» Information:
%%

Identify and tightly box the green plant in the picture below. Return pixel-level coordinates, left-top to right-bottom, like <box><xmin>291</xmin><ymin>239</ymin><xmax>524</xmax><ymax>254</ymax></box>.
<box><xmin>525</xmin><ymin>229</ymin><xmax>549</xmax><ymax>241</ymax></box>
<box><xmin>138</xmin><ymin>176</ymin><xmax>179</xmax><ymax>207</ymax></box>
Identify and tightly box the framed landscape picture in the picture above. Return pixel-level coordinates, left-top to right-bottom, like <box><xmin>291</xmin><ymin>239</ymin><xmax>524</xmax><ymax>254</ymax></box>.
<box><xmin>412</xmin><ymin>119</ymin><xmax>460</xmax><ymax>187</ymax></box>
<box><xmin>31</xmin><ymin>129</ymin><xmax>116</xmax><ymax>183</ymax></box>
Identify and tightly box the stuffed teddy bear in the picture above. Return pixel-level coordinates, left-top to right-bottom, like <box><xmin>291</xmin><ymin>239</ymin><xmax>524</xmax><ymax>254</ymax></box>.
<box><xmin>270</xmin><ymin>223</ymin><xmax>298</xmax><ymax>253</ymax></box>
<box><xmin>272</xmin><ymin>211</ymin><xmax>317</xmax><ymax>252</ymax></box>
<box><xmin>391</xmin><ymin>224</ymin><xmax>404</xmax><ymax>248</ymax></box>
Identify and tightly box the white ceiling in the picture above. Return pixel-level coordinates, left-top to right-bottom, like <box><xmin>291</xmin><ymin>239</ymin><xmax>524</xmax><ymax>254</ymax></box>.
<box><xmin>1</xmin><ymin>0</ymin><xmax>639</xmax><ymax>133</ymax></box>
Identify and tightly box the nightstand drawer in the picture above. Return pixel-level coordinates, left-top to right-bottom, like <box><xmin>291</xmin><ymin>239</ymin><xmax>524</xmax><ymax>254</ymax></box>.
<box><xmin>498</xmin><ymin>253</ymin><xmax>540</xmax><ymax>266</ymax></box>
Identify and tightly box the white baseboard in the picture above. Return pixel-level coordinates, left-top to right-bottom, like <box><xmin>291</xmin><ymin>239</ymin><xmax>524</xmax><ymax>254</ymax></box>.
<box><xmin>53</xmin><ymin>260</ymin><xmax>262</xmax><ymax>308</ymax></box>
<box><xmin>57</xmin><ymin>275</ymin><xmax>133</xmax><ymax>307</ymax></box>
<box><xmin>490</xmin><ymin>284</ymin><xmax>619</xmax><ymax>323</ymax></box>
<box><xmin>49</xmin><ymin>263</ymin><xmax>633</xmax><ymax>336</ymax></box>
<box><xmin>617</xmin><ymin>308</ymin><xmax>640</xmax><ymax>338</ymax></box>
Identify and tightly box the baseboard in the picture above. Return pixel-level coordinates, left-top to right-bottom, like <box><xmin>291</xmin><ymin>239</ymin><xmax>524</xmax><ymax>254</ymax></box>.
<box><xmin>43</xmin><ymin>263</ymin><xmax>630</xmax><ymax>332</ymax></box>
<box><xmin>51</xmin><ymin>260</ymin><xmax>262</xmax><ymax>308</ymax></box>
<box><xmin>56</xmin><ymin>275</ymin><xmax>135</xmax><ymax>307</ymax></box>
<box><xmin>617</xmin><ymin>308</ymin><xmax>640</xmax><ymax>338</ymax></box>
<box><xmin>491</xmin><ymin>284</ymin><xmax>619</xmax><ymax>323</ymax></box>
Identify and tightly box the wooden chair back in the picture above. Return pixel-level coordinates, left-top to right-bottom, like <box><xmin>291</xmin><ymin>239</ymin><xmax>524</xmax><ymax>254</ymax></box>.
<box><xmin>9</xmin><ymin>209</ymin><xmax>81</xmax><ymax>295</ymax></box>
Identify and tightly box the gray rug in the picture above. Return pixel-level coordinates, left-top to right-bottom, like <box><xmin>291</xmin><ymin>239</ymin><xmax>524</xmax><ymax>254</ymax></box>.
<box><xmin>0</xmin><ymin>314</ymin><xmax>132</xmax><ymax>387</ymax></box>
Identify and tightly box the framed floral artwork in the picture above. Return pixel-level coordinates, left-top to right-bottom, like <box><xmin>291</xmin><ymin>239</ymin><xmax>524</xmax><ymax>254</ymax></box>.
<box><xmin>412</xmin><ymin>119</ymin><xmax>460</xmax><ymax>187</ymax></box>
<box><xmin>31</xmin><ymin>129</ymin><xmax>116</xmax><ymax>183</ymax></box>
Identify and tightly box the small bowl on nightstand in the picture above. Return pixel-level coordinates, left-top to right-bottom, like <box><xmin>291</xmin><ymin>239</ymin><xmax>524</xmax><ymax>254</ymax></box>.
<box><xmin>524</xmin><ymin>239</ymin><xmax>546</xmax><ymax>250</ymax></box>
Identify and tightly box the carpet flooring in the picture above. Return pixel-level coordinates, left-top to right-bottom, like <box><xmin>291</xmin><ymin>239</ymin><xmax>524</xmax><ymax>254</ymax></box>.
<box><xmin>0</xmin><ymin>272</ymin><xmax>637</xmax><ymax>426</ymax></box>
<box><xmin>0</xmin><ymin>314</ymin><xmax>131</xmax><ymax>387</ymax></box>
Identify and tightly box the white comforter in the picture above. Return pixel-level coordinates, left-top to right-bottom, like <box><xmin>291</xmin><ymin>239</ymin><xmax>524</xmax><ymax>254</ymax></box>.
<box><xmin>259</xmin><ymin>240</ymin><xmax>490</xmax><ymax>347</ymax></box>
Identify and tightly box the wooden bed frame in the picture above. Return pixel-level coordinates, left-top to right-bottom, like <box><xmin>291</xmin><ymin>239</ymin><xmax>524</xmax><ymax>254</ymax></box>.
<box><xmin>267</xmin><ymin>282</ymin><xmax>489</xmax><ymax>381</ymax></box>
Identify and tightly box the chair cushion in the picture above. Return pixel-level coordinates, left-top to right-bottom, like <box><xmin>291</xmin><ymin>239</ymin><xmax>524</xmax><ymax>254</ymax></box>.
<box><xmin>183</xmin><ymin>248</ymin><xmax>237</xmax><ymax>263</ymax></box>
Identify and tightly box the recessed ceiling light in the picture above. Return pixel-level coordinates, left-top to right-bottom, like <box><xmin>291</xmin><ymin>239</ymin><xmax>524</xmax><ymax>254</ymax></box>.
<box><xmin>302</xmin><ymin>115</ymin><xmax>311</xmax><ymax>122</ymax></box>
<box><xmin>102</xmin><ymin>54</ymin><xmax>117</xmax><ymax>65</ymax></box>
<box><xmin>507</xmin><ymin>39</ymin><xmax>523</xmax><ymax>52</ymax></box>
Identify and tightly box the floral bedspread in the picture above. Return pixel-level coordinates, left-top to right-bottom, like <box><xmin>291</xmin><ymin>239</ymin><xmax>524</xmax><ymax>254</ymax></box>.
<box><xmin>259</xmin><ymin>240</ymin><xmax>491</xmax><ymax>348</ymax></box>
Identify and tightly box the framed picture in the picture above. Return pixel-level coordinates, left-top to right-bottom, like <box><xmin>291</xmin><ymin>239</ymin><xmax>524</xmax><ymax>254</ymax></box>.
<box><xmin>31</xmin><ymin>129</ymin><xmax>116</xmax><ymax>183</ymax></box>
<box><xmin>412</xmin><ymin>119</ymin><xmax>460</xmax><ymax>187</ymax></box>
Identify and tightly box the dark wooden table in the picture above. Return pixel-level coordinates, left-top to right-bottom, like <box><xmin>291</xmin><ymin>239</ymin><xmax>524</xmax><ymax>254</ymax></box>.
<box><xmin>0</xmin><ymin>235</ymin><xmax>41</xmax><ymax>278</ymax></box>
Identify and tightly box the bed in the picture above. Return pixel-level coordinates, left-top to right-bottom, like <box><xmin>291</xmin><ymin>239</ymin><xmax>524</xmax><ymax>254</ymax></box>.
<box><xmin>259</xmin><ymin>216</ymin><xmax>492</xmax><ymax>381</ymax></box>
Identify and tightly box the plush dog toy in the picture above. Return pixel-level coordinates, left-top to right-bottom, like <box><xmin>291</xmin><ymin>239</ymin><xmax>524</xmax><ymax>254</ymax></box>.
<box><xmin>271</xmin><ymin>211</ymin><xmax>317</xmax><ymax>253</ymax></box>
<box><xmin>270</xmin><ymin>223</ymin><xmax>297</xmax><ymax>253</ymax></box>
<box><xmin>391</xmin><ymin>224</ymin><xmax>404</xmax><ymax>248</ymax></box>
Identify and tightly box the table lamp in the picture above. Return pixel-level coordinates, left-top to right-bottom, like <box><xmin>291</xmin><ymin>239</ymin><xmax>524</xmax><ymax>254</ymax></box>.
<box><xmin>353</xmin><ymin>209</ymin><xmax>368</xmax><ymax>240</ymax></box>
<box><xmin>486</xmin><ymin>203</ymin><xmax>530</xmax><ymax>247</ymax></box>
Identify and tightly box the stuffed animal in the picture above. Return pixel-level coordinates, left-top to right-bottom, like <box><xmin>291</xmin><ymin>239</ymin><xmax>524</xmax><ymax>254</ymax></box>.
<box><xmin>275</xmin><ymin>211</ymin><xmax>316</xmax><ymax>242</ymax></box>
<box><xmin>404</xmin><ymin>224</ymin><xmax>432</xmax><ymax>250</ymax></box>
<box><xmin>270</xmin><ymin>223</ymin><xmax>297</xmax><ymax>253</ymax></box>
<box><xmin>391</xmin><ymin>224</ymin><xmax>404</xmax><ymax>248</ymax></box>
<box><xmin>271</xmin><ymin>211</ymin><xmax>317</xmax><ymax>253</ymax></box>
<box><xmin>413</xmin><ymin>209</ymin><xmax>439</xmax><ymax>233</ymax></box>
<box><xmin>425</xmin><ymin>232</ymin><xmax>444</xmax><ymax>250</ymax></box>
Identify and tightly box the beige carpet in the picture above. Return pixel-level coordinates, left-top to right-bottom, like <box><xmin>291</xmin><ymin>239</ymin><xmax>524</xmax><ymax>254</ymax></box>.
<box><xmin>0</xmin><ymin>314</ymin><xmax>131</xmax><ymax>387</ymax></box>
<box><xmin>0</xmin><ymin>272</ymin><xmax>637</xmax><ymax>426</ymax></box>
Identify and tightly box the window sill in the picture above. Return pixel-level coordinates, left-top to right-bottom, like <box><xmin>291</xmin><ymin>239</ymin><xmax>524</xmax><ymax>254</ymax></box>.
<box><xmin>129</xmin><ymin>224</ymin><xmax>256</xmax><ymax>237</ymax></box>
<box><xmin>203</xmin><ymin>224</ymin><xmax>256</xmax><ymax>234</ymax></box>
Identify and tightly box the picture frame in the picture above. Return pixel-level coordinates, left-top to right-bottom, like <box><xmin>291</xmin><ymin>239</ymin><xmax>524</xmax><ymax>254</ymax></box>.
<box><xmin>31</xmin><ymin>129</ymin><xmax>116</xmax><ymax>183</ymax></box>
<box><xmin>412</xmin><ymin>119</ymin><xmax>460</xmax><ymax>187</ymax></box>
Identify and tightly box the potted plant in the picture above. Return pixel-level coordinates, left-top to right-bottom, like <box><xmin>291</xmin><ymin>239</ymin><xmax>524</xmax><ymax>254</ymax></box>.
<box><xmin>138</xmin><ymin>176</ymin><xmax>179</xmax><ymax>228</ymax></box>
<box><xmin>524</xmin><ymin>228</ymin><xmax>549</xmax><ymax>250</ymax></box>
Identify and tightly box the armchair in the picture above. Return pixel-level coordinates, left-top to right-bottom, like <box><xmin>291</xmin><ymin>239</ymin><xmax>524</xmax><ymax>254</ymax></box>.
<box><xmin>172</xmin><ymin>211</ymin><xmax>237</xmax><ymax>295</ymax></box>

%%

» Exercise directions: From the line containing "Identify and tightly box the potted" down to the last line of the records, transcribe every line exactly and add nothing else.

» Solution for this problem:
Identify and tightly box the potted plant in the picture above. Return pixel-level coordinates, left-top to right-bottom, like <box><xmin>291</xmin><ymin>239</ymin><xmax>524</xmax><ymax>254</ymax></box>.
<box><xmin>138</xmin><ymin>176</ymin><xmax>179</xmax><ymax>228</ymax></box>
<box><xmin>524</xmin><ymin>228</ymin><xmax>549</xmax><ymax>250</ymax></box>
Identify and tightly box the armchair in the picture above. Return pixel-level coordinates, left-top to right-bottom, like <box><xmin>291</xmin><ymin>239</ymin><xmax>524</xmax><ymax>254</ymax></box>.
<box><xmin>172</xmin><ymin>211</ymin><xmax>237</xmax><ymax>295</ymax></box>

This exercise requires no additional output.